→ **Work to be completed**: Check every line of the data for the string "negative" and copy the ones that have it.

(Records shown Opens)

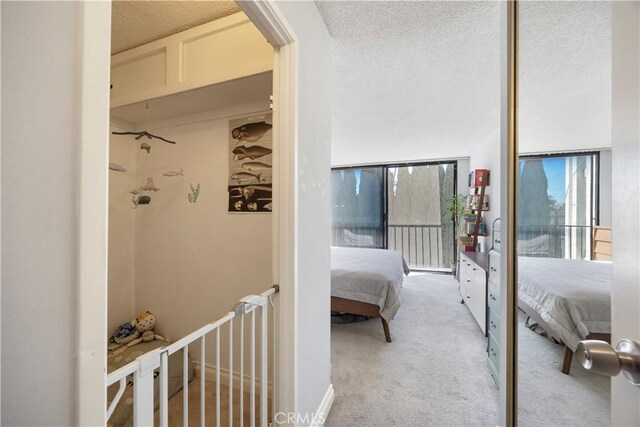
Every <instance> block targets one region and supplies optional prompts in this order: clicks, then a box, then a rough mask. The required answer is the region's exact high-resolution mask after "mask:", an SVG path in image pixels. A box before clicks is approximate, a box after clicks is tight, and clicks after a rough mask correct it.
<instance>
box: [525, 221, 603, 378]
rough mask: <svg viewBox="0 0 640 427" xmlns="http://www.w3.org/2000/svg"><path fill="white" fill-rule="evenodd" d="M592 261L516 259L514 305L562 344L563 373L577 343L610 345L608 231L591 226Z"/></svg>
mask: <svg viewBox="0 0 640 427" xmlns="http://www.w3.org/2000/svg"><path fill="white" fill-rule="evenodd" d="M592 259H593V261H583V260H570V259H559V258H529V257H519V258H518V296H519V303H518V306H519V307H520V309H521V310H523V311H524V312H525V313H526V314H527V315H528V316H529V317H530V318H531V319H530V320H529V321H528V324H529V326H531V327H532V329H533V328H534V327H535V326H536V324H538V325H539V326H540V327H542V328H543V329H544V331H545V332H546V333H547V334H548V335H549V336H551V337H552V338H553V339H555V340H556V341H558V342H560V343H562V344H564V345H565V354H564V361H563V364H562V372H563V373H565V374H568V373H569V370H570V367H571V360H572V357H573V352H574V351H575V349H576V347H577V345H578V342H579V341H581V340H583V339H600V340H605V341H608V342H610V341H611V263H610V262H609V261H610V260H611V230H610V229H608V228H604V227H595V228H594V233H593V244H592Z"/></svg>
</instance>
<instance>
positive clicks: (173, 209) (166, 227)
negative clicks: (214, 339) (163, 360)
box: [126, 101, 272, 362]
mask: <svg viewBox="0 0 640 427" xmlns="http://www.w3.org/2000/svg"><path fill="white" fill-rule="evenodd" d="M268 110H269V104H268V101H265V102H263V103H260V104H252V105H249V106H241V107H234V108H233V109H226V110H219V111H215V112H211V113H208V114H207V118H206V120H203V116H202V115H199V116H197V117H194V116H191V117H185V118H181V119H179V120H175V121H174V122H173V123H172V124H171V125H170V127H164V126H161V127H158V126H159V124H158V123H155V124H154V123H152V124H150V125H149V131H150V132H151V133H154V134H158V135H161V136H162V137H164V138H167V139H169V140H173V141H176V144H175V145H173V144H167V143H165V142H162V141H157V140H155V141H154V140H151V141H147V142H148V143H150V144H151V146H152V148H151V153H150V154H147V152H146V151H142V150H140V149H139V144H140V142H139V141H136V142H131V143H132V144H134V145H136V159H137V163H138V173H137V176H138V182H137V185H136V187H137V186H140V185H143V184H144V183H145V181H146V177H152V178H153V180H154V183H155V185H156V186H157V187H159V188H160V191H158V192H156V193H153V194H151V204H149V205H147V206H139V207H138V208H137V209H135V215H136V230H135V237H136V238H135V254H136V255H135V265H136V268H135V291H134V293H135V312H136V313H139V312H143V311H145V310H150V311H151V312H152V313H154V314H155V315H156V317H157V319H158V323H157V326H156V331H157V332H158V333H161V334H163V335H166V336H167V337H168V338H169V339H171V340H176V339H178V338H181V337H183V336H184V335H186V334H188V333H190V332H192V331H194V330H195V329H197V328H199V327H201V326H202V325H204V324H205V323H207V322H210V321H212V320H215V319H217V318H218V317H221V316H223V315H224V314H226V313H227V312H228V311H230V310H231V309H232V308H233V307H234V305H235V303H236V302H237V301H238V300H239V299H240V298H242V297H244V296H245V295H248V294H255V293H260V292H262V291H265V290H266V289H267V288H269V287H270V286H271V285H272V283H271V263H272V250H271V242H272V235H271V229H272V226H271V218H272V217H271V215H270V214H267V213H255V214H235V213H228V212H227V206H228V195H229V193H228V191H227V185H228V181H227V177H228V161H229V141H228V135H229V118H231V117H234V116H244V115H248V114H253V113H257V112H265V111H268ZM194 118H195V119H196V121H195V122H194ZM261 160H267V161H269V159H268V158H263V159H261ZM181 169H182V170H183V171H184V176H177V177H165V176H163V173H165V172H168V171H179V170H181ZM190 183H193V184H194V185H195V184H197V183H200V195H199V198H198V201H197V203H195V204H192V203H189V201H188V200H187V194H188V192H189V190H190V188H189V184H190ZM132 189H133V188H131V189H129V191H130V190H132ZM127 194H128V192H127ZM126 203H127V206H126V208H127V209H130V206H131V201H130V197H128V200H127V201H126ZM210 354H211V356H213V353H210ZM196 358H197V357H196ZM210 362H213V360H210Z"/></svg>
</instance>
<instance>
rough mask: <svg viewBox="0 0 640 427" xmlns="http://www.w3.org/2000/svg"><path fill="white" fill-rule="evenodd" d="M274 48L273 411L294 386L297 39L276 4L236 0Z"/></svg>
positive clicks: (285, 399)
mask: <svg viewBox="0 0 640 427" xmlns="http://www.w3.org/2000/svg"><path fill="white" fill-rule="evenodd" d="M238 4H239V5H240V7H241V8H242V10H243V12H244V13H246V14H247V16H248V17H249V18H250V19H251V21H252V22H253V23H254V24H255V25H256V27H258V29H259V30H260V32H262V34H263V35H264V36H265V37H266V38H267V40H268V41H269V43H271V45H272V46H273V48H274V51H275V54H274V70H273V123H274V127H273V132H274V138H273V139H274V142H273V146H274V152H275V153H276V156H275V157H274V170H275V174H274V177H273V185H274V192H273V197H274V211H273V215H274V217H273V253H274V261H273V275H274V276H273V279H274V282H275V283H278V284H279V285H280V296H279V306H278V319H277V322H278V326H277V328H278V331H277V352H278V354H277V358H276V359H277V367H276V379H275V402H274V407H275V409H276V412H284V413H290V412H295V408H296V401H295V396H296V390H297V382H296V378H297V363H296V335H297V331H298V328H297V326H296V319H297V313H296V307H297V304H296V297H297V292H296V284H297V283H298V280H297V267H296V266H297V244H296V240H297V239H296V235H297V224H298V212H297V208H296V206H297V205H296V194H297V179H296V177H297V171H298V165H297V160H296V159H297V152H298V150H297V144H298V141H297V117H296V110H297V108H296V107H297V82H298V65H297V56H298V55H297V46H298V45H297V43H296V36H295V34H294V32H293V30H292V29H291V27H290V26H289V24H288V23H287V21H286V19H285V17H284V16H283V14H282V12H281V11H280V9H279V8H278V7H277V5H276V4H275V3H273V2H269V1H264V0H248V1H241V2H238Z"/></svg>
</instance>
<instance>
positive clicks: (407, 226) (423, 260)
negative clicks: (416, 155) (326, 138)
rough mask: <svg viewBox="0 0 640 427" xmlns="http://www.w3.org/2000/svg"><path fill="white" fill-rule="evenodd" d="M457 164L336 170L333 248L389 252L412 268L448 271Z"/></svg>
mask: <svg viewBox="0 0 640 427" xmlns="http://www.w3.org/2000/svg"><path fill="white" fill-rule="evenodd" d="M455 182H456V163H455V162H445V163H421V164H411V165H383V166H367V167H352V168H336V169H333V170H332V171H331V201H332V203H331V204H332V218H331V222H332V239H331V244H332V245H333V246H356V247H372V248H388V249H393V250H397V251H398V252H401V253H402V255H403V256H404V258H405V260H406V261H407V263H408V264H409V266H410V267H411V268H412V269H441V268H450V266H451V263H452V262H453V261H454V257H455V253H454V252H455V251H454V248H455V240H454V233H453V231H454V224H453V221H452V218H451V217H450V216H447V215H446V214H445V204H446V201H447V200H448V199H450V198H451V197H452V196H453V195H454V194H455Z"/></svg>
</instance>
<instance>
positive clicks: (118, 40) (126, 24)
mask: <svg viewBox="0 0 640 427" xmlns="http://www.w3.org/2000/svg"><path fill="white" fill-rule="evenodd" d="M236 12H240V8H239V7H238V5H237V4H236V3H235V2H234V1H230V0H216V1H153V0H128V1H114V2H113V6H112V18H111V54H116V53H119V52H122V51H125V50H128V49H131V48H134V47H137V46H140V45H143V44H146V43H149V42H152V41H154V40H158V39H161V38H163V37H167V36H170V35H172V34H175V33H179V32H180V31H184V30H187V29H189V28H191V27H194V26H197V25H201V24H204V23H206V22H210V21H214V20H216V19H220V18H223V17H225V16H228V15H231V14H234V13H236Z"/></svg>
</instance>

(Records shown Closes)

→ **Solution**:
negative clicks: (214, 339) (163, 360)
negative clicks: (416, 155) (326, 138)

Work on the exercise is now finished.